## Task input
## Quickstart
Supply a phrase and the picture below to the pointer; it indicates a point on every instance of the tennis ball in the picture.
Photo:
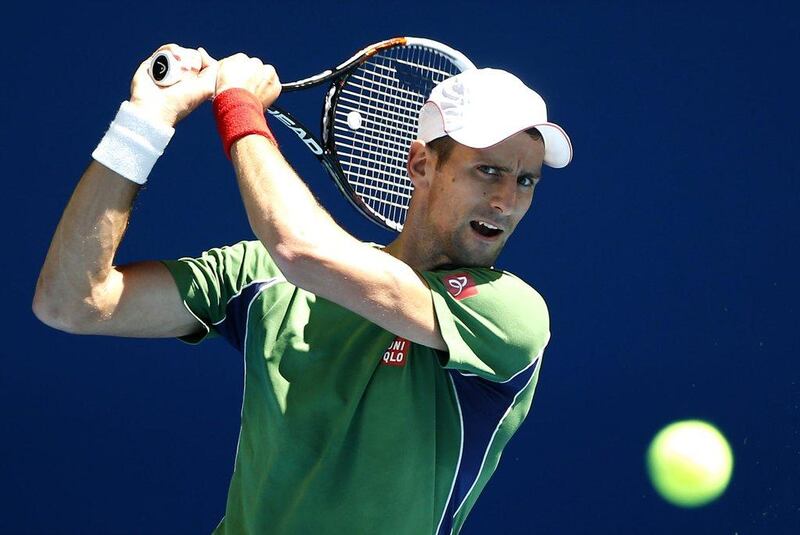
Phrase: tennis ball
(689, 463)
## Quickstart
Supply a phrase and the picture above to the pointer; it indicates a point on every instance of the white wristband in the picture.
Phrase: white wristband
(132, 144)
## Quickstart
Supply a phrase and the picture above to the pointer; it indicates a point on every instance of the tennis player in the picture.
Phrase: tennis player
(381, 384)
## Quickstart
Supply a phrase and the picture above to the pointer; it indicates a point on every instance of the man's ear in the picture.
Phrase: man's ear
(419, 159)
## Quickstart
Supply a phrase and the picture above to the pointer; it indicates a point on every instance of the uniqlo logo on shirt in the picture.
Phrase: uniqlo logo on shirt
(397, 352)
(460, 285)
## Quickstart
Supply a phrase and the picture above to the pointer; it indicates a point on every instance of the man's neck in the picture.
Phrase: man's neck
(414, 250)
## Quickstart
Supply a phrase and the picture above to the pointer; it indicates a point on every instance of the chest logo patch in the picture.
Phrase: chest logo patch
(460, 285)
(397, 353)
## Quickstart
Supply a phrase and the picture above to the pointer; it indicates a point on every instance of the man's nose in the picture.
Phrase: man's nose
(504, 195)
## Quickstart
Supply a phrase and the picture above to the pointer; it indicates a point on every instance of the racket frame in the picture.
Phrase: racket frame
(324, 149)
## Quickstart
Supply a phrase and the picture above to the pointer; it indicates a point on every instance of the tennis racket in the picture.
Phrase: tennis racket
(369, 118)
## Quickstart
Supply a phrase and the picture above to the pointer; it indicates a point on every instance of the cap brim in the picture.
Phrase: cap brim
(557, 146)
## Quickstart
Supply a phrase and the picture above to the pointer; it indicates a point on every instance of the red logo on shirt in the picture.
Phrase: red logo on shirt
(460, 285)
(397, 352)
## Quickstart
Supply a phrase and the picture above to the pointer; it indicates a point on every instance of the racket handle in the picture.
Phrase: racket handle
(165, 69)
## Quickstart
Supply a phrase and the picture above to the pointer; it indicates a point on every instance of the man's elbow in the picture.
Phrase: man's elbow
(54, 312)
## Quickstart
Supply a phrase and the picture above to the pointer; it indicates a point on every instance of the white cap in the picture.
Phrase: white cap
(481, 107)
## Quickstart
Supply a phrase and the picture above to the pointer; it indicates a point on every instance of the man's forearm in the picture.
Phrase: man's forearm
(81, 254)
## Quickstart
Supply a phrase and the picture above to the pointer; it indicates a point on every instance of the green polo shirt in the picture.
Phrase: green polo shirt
(347, 428)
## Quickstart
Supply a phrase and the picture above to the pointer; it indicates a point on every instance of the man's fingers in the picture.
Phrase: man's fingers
(206, 59)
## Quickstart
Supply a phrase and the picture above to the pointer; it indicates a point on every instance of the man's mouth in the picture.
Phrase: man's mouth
(487, 230)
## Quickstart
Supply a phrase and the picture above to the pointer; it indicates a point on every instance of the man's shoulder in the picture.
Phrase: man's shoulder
(485, 284)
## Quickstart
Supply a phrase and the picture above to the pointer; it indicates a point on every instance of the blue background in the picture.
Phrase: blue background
(667, 252)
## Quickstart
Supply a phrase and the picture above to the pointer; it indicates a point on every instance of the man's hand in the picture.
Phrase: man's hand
(251, 74)
(168, 105)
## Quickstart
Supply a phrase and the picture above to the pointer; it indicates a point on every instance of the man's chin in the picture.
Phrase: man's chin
(476, 256)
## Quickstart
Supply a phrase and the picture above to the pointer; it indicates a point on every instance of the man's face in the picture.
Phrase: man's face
(478, 196)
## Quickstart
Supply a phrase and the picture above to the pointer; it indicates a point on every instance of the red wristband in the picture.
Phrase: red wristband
(238, 113)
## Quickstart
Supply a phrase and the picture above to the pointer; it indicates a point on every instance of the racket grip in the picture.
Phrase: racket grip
(165, 69)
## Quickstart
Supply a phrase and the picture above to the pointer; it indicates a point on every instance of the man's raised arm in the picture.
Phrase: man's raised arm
(79, 289)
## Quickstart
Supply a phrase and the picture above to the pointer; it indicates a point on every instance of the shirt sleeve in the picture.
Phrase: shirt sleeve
(208, 283)
(494, 324)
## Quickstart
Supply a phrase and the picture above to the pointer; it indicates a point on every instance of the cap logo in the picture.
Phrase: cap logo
(460, 285)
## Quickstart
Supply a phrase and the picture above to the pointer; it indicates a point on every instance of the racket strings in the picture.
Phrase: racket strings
(375, 121)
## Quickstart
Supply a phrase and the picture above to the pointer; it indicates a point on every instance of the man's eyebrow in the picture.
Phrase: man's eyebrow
(504, 169)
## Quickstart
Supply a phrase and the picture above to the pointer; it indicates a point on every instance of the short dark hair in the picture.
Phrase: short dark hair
(443, 146)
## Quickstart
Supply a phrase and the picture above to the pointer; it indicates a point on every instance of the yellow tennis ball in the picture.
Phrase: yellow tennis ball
(690, 463)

## Work required
Identify every line above that contains the word "uniqlo", and copy each one in full.

## Output of the task
Supply a phrase and the picture above to the pointer; it indicates a point on every instance of the uniqlo logo on shirt in the picture.
Phrase: uniqlo logo on shirt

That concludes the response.